> [Work to complete]:
a. In the sim.fong documentation, what two options does the design argument choose between?
b. Reproduce the passage of the sim.fong documentation between "Simulate data as" and "seed=NULL, var.S=1, var.W=1)", inclusive.

> [Source excerpt]:
******

Simulate data as in Fong and Gilbert (2014).

Usage

sim.fong (n, family=c("PH","PO","P2"), beta, 
    random.censoring=c("0%","20%","60%"), prevalence=0.1, non.adherence.ratio=0,
    design=c("FULL","CC"), auxiliary=c("weak","good","excellent","none"), 
    seed=NULL, var.S=1, var.W=1)

Arguments

n

integer. Sample size

family

string. Link functions in the semiparametric transformation model

beta

numerical vector. Coefficients of the linear model

random.censoring

string. Random censoring in addition to administrative censoring

prevalence

numerical. Proportion of cases among z==0 when there is no random censoring and non-adherence ratio is 0

design

string. Full cohort or case-cohort (finite population sampling)

******

> [Record list]:
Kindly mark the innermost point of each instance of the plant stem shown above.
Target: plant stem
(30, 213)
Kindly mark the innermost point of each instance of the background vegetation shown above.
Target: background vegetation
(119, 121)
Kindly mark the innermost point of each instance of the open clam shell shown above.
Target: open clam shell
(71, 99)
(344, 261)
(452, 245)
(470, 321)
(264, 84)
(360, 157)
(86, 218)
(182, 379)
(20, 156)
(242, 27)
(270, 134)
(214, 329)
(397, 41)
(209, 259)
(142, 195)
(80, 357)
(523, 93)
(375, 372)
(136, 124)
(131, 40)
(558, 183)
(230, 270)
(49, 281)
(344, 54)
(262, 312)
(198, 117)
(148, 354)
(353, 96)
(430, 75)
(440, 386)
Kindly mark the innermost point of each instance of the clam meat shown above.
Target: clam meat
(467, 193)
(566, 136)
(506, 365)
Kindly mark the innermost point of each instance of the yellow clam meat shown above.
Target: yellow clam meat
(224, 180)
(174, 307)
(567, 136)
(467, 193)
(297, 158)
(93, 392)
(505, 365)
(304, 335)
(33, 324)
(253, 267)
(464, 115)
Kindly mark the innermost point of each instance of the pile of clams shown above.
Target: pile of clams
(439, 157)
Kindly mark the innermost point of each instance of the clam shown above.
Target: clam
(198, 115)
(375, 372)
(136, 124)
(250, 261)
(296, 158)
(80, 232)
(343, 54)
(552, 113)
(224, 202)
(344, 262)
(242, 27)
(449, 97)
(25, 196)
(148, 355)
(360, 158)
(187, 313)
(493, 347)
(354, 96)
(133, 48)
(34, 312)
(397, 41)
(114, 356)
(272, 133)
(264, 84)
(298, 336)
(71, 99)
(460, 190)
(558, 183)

******

> [Task-by-task results]:
a. Full cohort or case-cohort (finite population sampling).

b.
Simulate data as in Fong and Gilbert (2014).

Usage

sim.fong (n, family=c("PH","PO","P2"), beta, 
    random.censoring=c("0%","20%","60%"), prevalence=0.1, non.adherence.ratio=0,
    design=c("FULL","CC"), auxiliary=c("weak","good","excellent","none"), 
    seed=NULL, var.S=1, var.W=1)